__PROBLEM__:
Copy every one of the records below word for word, leaving out the pictures.

-----

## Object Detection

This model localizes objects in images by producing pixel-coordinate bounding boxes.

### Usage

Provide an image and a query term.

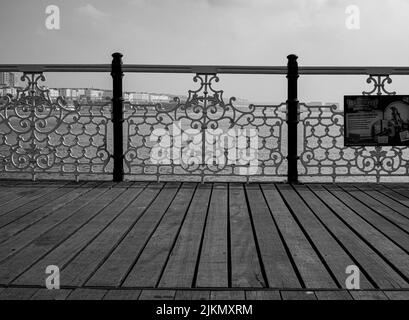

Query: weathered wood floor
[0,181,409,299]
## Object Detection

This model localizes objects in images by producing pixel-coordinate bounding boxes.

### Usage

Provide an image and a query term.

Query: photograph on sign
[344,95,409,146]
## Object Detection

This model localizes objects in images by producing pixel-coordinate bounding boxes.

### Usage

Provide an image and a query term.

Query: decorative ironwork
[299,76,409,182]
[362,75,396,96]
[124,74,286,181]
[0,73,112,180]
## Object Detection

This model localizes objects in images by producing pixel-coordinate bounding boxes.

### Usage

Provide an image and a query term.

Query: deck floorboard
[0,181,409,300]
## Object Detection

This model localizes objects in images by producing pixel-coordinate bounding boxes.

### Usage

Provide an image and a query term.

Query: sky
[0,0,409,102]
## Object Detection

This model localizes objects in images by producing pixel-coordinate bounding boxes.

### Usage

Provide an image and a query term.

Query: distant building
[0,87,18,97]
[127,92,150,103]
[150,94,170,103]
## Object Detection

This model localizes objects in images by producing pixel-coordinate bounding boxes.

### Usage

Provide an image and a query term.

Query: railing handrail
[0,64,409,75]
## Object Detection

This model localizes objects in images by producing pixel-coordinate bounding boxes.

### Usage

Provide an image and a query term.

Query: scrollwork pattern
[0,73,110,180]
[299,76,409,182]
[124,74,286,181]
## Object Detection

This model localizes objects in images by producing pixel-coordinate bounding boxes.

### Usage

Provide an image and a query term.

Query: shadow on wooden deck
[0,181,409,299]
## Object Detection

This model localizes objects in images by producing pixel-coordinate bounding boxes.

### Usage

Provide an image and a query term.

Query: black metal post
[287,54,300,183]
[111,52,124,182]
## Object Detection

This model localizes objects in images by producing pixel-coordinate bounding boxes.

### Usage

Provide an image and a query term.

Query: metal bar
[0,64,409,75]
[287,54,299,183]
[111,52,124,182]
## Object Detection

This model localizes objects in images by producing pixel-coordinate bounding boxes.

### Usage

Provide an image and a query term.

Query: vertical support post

-----

__WRITTEN REPLY__:
## Object Detection

This model localizes objects in images by producing pixel-coordinate bounding boxes.

### Usage

Provide an image and a query term.


Query: weathered wood floor
[0,181,409,299]
## Object Detection

This model localizes objects in images by producing pixel-coordinate bounding boxes.

### Usage

Provide an image and a query term.

Query: photograph on sign
[344,95,409,146]
## Object Detection

This model localizes objects in images by producing pixel-coordinate bounding boxes.

### Usage

Provide an image and a query term.

Query: decorative ironwork
[299,76,409,182]
[362,75,396,96]
[124,74,286,181]
[0,73,112,180]
## Object Detection

This model localizes objects in images by producing pixel-coordinate bounding boxes.

### Usage

Provide an image and a query term.

Query: deck floorboard
[0,181,409,300]
## Object Detection

This model localizes objects in images by producing pixel-coordinate bounding boxes.

### Usage

Provide an image and a query term.

Query: sky
[0,0,409,102]
## Object Detection

This model localizes objects in images by producing pixel-coordinate bounding boxes.

### Usage

Provide an image and a query term.

Query: distant building
[0,87,18,97]
[127,92,150,103]
[150,94,170,103]
## Object Detection

This model localizes objects in images by producing pixel-coordinate bounding boxes.

### Usage

Provide an image and a query term.

Query: railing handrail
[0,64,409,75]
## Object Detection

This model localizes objects in images by producing pixel-coordinate bounding boxes.

### Usage

Provide an image and a query term.

Query: scrollwork pattern
[0,73,110,180]
[299,76,409,182]
[124,74,286,181]
## Object Detection

This model localizes objects in images by producing pixel-coordinate bounding boxes.

### Usage

Provide an image and a query term.

Query: shadow on wooden deck
[0,181,409,299]
## Object Detection

This model localizes objects in images by producing pixel-coordinate bounding boxes.

### Usage

Provide an image and a query term.

Query: black metal post
[287,54,300,183]
[111,52,124,182]
## Object Detection

This model localizes objects in images by producing pixel-coordinate bounding boxes.

### Usage

Provide an image and a query term.

Query: metal bar
[0,64,409,75]
[287,54,299,183]
[111,52,124,182]
## Object Detection

This model localizes objects in images by producing pixel-coordinate bounding boxes.

### Usage

Provide an image and a query term.

Query: vertical support post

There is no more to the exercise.